- [EXCERPT PROVIDED]
────────────────────────────────────────

Jason Roberts was spectacularly acquitted of the 1998 murder with Bandali Debs of two policemen in the Silky Emperor Chinese restaurant.  He had spent two decades in jail for the crime and had been granted a retrial after Ibac uncovered police misconduct associated with its investigation.

There was an equally spectacular conviction for the 1982 murder of Lynette Dawson, the subject of the no. 1 podcast by The Australian, The Teacher’s Pet‘, which was downloaded 30 million times, and uncovered new evidence about the cold case.  It suggested that her husband Chris, a former rugby star and popular school teacher, might have been the villain.  Each week, ‘The Teacher’s Trial’ podcast summarised the murder trial.  The husband was convicted on 30 August 2022 and sentenced to 24 years with a minumum of 18 in jail for the particularly sordid crime.

Novak Djokevic’s trial was livestreamed, and much watched by many who had never seen a real court case before, most of whom seem to have been impressed. Djokevic is a Serbian anti-vaxxer whose visa application was untruthful, so he was detained by the Border Force upon arrival, and his visa was cancelled. The Federal Circuit and Family Court set aside that decision, but one of the immigration ministers in the Morrison government, Alex Hawke, made the same decision the second time, and the Federal Court declined to set that decision aside.  The wheels of justice sometimes move fast: the case had been argued and decided and Djokevic was on the deportation plane within two days of Hawke’s decision: Djokovic v Minister for Immigration, Citizenship, Migrant Services and Multicultural Affairs [2022] FCAFC 3, (2022) 289 FCR 21.  But in November Minister Andrew Giles granted him a visa to play in the 2023 Australian Open, which he has thrice won.

The prosecution of the Liberal staffer Bruce Lehrmann, accused of raping fellow Liberal staffer Brittany Higgins on the ministerial couch of Morrison Government  Defence Industry Minister Linda Reynolds fizzled out by virtue of juror misconduct and Higgins’s ill-health.  My curiosity remains piqued by the somewhat under-discussed detail that someone had Reynolds’s office steam cleaned in the hours after the alleged rape.  Now there is an enquiry into the debacle which also involved a civil suit against the Commonwealth which was swiftly settled for an undisclosed sum.

The trial of businessman Ben Roberts-Smith’s defamation case against The Age, the Sydney Morning Herald and the Canberra Times, and Nick McKenzie, Chris Masters and David Wroe concluded after 100 days of evidence, mid-year.  Justice Besanko’s decision, in what became a reverse war crimes trial, is reserved.  It is treated by The Guardian‘s podcast ‘Ben Roberts-Smith v The Media’.

Last year also saw an Age podcast, ‘Confession’, about the embarrassment for the Victorian legal system that flowed from the apparent East Kew murder in 2015 of Eliah Abdelmessih, in which a tin of mangoes and the Virgin Mary may have been the murder weapons.

────────────────────────────────────────

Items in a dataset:
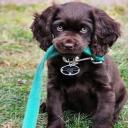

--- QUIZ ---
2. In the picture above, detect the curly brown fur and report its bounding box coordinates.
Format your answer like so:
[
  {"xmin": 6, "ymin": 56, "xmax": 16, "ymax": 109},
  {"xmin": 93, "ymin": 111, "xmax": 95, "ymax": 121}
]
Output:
[{"xmin": 32, "ymin": 2, "xmax": 126, "ymax": 128}]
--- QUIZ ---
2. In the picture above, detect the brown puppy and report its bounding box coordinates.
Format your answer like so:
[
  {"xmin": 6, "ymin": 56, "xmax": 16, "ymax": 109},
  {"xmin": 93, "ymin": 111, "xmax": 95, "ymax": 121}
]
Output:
[{"xmin": 32, "ymin": 2, "xmax": 126, "ymax": 128}]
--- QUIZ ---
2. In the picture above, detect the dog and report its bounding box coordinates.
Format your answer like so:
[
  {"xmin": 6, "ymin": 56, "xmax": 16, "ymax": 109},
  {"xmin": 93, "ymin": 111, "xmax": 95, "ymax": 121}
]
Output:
[{"xmin": 31, "ymin": 2, "xmax": 127, "ymax": 128}]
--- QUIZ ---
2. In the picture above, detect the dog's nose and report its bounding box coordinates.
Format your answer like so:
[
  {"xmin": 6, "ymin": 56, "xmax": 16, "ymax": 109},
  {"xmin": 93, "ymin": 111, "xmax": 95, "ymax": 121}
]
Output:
[{"xmin": 63, "ymin": 39, "xmax": 76, "ymax": 49}]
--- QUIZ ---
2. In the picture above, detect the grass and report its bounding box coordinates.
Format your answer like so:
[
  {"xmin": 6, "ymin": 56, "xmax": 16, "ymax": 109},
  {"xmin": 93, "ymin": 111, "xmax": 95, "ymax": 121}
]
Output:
[{"xmin": 0, "ymin": 4, "xmax": 128, "ymax": 128}]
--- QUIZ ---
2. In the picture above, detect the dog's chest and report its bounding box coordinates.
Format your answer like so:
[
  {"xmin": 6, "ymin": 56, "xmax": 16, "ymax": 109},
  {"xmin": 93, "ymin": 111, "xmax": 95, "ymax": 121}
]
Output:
[{"xmin": 61, "ymin": 76, "xmax": 97, "ymax": 113}]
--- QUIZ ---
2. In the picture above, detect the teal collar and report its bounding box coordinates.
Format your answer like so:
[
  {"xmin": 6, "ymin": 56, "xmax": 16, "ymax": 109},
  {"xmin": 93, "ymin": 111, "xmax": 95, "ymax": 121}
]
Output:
[{"xmin": 48, "ymin": 45, "xmax": 105, "ymax": 64}]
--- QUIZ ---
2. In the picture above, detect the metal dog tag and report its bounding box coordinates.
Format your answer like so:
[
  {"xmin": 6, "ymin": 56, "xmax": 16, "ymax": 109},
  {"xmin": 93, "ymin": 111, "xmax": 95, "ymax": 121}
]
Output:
[{"xmin": 60, "ymin": 64, "xmax": 80, "ymax": 76}]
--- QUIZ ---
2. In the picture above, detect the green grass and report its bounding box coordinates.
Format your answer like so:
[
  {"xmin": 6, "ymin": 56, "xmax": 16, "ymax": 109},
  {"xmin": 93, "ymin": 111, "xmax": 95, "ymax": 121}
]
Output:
[{"xmin": 0, "ymin": 4, "xmax": 128, "ymax": 128}]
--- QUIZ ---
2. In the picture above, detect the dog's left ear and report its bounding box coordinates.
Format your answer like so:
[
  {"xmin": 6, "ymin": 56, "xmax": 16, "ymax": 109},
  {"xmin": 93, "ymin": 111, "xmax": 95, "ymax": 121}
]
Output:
[{"xmin": 91, "ymin": 9, "xmax": 120, "ymax": 55}]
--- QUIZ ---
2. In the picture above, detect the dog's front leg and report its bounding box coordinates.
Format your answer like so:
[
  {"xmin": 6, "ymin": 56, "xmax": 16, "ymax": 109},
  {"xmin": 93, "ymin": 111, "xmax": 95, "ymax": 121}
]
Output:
[
  {"xmin": 47, "ymin": 87, "xmax": 64, "ymax": 128},
  {"xmin": 93, "ymin": 65, "xmax": 115, "ymax": 128}
]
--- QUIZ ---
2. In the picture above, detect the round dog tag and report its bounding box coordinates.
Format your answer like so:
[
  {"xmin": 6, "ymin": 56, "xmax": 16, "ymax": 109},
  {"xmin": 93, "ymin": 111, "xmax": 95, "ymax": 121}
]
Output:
[{"xmin": 60, "ymin": 64, "xmax": 80, "ymax": 76}]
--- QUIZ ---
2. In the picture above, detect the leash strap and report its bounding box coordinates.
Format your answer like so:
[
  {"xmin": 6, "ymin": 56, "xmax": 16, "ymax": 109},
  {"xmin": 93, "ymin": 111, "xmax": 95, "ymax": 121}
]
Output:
[
  {"xmin": 22, "ymin": 46, "xmax": 59, "ymax": 128},
  {"xmin": 22, "ymin": 45, "xmax": 104, "ymax": 128}
]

────────────────────────────────────────

- [WHAT YOU HAVE TO DO]
Please say whether each statement below agrees with the passage on Australian court cases, answering yes or no and quoting the words that decide it: (a) Jason Roberts had been in jail for two decades before his acquittal. (b) The trial of the Serbian anti-vaxxer detained by the Border Force was closed to the public. (c) Justice Besanko has already delivered his decision in the Roberts-Smith defamation case.

- [THE OUTPUT]
(a) Yes: "He had spent two decades in jail for the crime"
(b) No: "Novak Djokevic’s trial was livestreamed"
(c) No: "Justice Besanko’s decision, in what became a reverse war crimes trial, is reserved."